**Exercise objective**
How many of the lines below contain the string "near"? Give only the number.

**Material for this exercise**

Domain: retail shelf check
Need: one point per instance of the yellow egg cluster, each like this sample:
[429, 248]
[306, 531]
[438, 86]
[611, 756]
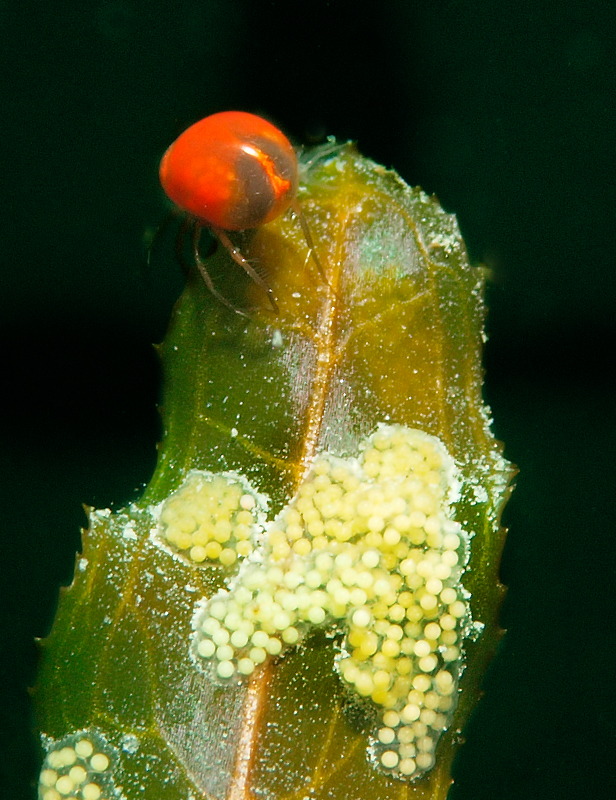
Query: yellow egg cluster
[367, 547]
[211, 518]
[78, 768]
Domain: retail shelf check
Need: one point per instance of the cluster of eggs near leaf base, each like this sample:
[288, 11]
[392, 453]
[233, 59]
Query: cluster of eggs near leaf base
[211, 518]
[367, 548]
[80, 767]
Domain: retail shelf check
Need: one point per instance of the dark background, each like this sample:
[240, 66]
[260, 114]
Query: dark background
[505, 110]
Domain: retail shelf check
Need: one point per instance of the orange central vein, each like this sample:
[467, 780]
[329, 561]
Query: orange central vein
[257, 694]
[254, 708]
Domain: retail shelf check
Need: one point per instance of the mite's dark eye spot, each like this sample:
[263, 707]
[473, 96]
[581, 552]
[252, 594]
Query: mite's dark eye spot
[255, 193]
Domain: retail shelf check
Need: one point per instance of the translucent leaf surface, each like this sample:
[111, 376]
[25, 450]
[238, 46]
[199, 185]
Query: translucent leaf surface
[392, 339]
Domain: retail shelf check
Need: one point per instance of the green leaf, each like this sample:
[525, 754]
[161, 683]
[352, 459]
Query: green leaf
[260, 404]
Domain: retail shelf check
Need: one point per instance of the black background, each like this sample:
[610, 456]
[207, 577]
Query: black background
[507, 111]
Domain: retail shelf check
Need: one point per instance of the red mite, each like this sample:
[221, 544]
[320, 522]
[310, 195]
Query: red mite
[229, 172]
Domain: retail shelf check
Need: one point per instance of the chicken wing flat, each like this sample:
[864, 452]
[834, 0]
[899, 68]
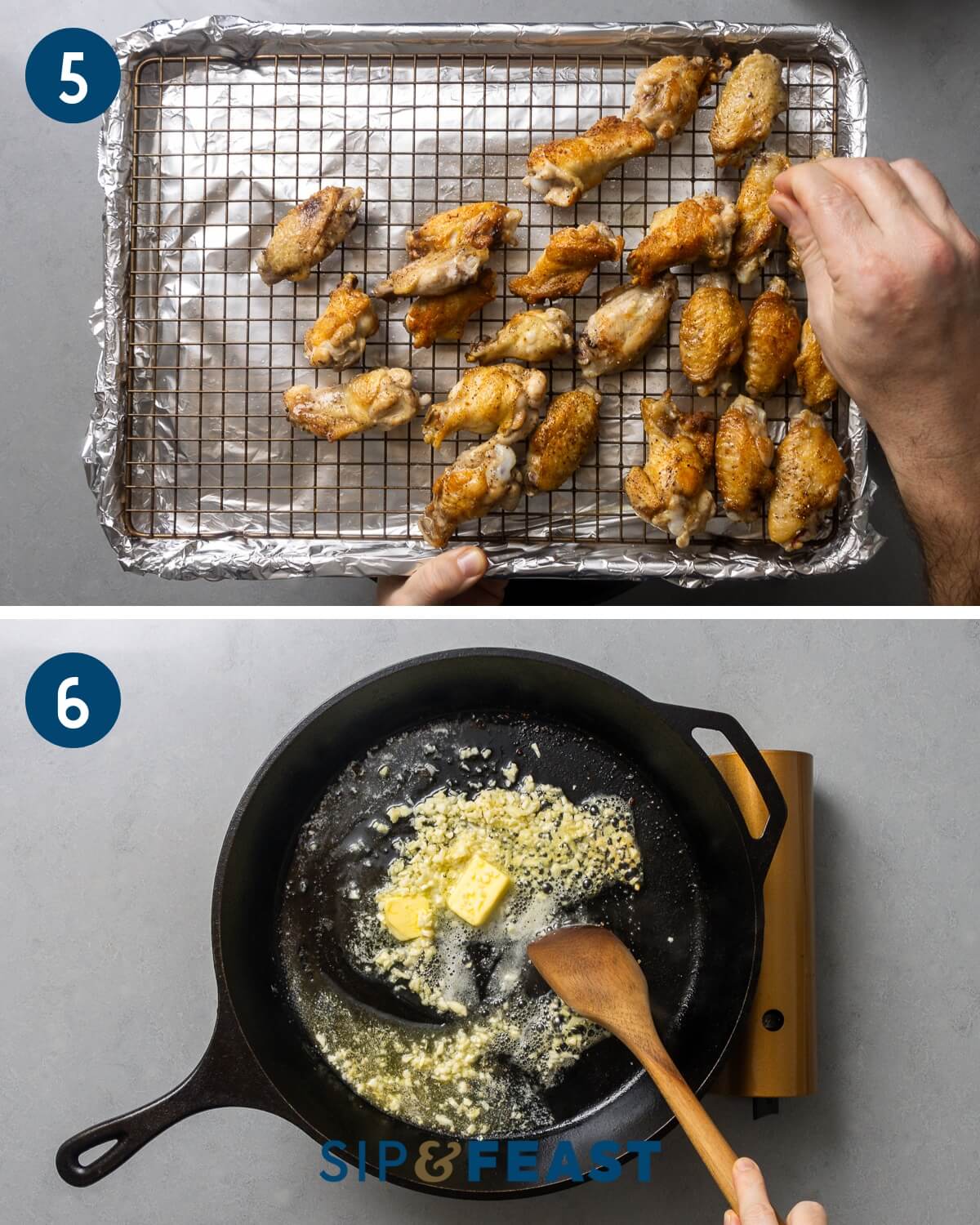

**Complete answer**
2